• _TASK TO COMPLETE_
Word for word, restate the listing that follows and leave out the images.

________________________

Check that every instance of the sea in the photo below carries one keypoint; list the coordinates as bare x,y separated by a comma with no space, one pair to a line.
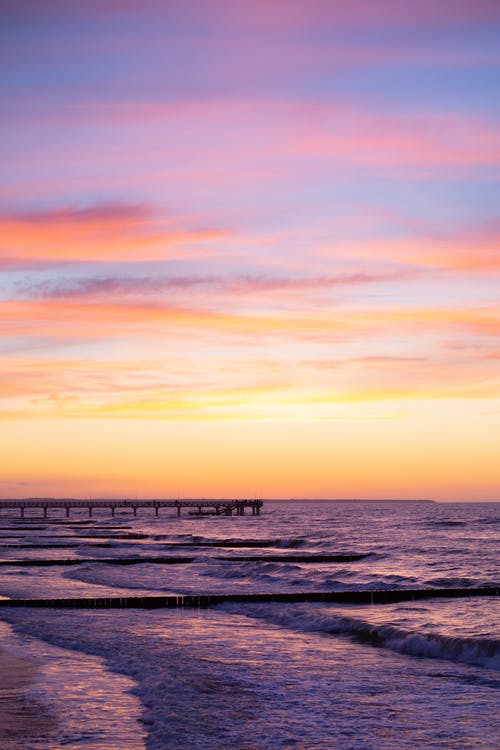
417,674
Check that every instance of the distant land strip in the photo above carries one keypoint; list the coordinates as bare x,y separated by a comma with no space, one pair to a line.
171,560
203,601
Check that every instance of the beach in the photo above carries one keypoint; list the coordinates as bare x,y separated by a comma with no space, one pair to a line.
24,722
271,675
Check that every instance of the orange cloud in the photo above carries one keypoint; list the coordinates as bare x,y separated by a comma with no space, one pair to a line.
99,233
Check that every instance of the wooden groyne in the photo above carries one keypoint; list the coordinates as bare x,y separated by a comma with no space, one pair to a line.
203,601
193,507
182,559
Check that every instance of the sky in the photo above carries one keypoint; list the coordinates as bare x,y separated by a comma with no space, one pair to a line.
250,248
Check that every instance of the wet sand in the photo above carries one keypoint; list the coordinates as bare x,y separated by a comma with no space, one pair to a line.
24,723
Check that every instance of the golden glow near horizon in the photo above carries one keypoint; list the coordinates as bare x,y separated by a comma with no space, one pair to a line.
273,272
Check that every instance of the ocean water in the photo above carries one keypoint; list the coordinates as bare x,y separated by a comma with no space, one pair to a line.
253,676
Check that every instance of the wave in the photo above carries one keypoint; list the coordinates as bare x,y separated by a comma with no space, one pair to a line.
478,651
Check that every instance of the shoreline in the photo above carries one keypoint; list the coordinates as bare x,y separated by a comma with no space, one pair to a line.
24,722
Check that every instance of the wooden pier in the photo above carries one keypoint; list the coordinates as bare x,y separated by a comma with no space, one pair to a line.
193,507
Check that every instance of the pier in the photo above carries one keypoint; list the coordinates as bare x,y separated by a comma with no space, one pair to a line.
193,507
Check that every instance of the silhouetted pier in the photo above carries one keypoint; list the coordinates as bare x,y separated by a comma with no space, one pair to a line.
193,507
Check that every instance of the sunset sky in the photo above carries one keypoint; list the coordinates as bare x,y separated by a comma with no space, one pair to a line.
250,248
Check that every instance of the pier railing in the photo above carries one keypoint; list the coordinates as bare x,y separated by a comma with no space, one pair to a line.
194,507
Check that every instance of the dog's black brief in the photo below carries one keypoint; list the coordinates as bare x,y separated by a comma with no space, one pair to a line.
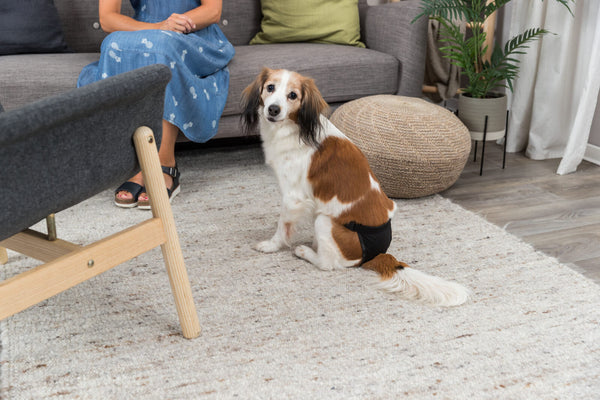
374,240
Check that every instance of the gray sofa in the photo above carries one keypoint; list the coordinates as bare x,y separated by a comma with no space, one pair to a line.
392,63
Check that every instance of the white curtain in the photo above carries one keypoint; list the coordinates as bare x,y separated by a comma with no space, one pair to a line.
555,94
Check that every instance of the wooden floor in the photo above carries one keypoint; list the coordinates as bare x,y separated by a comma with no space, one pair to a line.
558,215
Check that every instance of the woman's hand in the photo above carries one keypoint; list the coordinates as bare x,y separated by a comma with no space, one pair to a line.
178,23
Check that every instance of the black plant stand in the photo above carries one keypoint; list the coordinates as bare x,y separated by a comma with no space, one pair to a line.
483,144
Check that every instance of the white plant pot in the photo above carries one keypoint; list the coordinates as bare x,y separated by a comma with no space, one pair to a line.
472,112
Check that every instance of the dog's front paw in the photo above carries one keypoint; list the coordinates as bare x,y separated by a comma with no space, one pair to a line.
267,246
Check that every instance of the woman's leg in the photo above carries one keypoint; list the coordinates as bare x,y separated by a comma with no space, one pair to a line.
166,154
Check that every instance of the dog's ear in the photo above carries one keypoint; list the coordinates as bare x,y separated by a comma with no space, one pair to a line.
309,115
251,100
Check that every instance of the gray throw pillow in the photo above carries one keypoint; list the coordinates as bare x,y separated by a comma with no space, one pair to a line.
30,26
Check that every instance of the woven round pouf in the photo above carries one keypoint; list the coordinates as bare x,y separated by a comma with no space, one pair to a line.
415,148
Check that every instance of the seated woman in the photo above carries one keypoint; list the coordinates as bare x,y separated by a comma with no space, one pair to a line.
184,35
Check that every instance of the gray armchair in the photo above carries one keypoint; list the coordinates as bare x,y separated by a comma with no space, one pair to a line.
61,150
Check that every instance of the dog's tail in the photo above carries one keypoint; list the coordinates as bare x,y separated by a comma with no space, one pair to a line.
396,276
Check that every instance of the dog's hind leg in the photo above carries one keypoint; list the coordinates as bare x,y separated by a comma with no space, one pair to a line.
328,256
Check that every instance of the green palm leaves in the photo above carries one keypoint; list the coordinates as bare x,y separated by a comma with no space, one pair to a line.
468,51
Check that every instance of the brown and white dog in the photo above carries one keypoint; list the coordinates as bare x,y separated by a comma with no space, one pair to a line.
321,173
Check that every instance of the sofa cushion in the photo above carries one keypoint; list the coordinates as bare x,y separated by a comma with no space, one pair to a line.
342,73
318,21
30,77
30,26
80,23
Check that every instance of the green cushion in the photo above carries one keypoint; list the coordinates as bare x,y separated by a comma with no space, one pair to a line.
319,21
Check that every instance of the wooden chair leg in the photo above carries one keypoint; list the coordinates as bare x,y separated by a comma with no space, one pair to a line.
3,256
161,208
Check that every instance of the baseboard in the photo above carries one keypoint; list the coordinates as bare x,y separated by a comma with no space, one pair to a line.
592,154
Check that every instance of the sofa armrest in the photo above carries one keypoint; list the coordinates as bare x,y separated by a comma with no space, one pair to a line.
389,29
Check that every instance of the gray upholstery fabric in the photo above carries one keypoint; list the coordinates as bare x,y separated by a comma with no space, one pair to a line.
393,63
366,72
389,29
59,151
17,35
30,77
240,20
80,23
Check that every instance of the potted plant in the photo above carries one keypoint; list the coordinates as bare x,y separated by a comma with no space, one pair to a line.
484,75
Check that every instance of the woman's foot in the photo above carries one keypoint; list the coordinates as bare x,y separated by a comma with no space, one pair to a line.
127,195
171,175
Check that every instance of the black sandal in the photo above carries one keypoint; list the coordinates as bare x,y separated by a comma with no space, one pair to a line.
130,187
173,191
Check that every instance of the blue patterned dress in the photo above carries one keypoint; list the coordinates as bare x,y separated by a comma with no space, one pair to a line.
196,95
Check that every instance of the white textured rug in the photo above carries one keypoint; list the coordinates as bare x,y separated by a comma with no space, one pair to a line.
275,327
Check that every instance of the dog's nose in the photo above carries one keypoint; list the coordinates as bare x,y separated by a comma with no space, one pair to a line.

________________________

• _THE ANSWER_
Check that every instance of the sea in the photo below carries one keypoint; list the coordinates as bare x,y separated by a comma with no space, one pair to a line.
417,674
Check that every instance of the distant land strip in the photo above carries one keypoint; list the coordinates as bare x,y separated by a comma with no space, one pair to a line.
171,560
203,601
Check that every instance of the beach in the photo above carries one keypoint; list the coordinates as bare x,y separated by a comma with no space, one pair to a line.
24,722
271,675
Check that every instance of the orange cloud in the photo above carries one keypoint; list the coordinates as bare x,y separated by a comma with no space, one pair to a line.
99,233
Check that every instance of the wooden groyne in the photo above carries one keypoint; list the coordinates as bare x,y separated by a comma with no space, one pair to a line.
203,601
193,507
182,559
Check that every instance of the sky in the photo above carries one keypoint; list the coordinates as bare x,y separated by a comma with no space, one pair to a line.
250,248
Check that every instance of the wet sand in the photo above carries one keypoint; list the coordinates as bare x,y separated by a comma with no space, one pair to a line.
24,723
Check that every instance of the golden glow near horizon in the photo above carries one keypoint; list the coordinates as bare x,y separated by a comma with no space, one pair to a line.
273,272
Check that every instance of the ocean water in the photo above carries one keypoint; list the coordinates as bare x,y separated by a comma with no space, one pair to a line.
253,676
Check that every instance of the wave in the photo above carries one keypoint; list the coordinates as bare x,y separated by a comma with no space, one pair to a line.
478,651
Check that every instance of the shoreline in the photo above carries one keypoint; list the coordinates as bare x,y separated by a comma with no space, one pair to a line.
24,722
Check that every instance of the wooden pier in the photo above carries one keypoint; list the coordinates as bare x,y separated by a comma with no space, one pair to a line.
193,507
Check that every instance of the pier in the photo above carries one keypoint; list the coordinates as bare x,y separated by a comma with no space, one pair to a line.
193,507
Check that every instance of the silhouetted pier in the photo above carries one keypoint; list the coordinates as bare x,y separated by a comma with no space, one pair to a line.
193,507
Check that every instance of the sunset sky in the photo above carries one keypoint; list the coordinates as bare x,y separated by a comma with no space, one pair to a line.
250,248
Check that every instance of the pier railing in the photo above carries one keypoint; list the coordinates as bare x,y separated by a comma with no space, one pair to a line.
194,507
Check that every instance of the dog's black brief in the photo below carries one keypoint; list the coordinates as bare x,y separated by a comma with no space, one pair to a line.
374,240
Check that every instance of the gray sofa in the photo above carries one keypoint; list the coordinates as bare x,y separated by a comma with no space, one pair to a line.
392,63
Check that every instance of the white curtain in the photo above carries one keypoint; list the coordinates as bare x,y separated by a comma with no space, one pair to a line.
555,94
Check that every instance of the wooden floor in the photo above carries one keypoint; list the coordinates as bare x,y separated by a comma with no space, one pair to a line.
558,215
Check that every instance of the woman's hand in the photo above carries one keypoint; list the coordinates as bare x,y separated by a comma with no space, one pair to a line.
178,23
Check that every instance of the black plant stand in the photo above carries one keypoint; list the coordinates as bare x,y separated by a comma with no space, one pair to a line.
483,144
Check that every instance of the white plant pot in the photo above carries one keypoint; list the coordinates as bare x,y separated by a comma with no space, one pair to a line.
472,112
Check that every instance of the dog's front paw in the photo above carries one keypoint; list the coordinates as bare x,y separated by a comma with no space, one pair to a line.
267,246
Check that every instance of the woman's leg in the photo above carries one keypoint; list the coordinates as bare x,y separated by a comma with no space, one pair to a line.
166,154
Check that every instance of the dog's ear in the photo above carries one keypoint; list the coordinates as bare x,y separated by a comma with no space, one pair to a line.
309,115
251,100
Check that every instance of the gray throw pillow in the photo above carries one keypoint; list the coordinates as bare x,y separated by a comma with no space, one pair to a line.
30,26
Check that every instance of the woven round pouf in the photo above carries one keypoint; list the coordinates as bare x,y separated by a comma with no space, one pair to a line.
415,148
Check that every instance of the seated woman in the photo above carries one keypoint; list the coordinates as bare x,y separated by a comma with no space, one pair to a line.
184,35
Check that every instance of the gray armchair in the photo above carries one keypoint; list the coordinates as bare x,y separated by a comma with no space, one pair to a line.
61,150
Check that every instance of the dog's tail in the photo above carries one keypoint; list the coordinates as bare x,y separated by a comma with no space, one pair to a line.
396,276
Check that every instance of the dog's hind leg in the photo above carries one keypoint; list the coordinates as bare x,y separated by a comma with no space, one pair to a line.
328,256
Check that every instance of the green palm leaves in the photo above carries one keypoint; list the coordinates as bare x,y separated by a comma with no space, one pair to a line.
468,51
Check that every instance of the brown and white dog in the photo above carries one keypoint; list the coordinates as bare x,y separated by a comma with no space, one pair to a line.
321,173
Check that every instance of the sofa cushion in the photo above carries one keypoint; list the coordinates as bare x,y separated by a comma with no space, one pair to a line.
342,73
318,21
30,77
30,26
80,23
Check that every instance of the green cushion in the photo above carries one keypoint; list the coordinates as bare x,y separated by a comma with no space, one pair to a line.
319,21
Check that every instance of the wooden chair leg in the photo above carries one keypoint; list the coordinates as bare x,y separated by a comma with no space, one pair to a line.
3,256
161,208
Check that every instance of the baseboard in the photo above carries one keypoint; list the coordinates as bare x,y separated by a comma with no space, one pair to a line.
592,154
Check that every instance of the sofa armrest in the photo above carries one keypoint; list the coordinates as bare x,y separated by a comma with no space, one pair to a line.
389,29
Check that every instance of the gray upholstery fabric in the photo above carries one keypoint; list the coordinates as bare x,y separated by a comma with no space, one pair to a line.
393,63
366,72
389,29
59,151
17,35
30,77
240,20
80,23
Check that every instance of the potted plant in the photo above carries one keypoint; list the coordinates as bare x,y separated by a comma with no space, one pair to a line.
484,75
Check that every instance of the woman's foot in the photo above carries one keypoint; list the coordinates as bare x,y separated by a comma with no space, one pair to a line.
127,195
171,175
Check that every instance of the black sandal in the photo above carries one keypoint; list the coordinates as bare x,y separated by a comma with no space, one pair to a line.
130,187
173,191
Check that every instance of the blue patterned dress in the photo above carries one keypoint; list the coordinates as bare x,y separated by a comma with no space, one pair to a line.
196,95
Check that every instance of the white textured rug in the photo above carries one keypoint; list the coordinates as bare x,y separated by a comma with no space, one pair to a line.
275,327
Check that every instance of the dog's nose in the photo above carries one keypoint; list the coordinates as bare x,y separated by a comma with no space, one pair to a line.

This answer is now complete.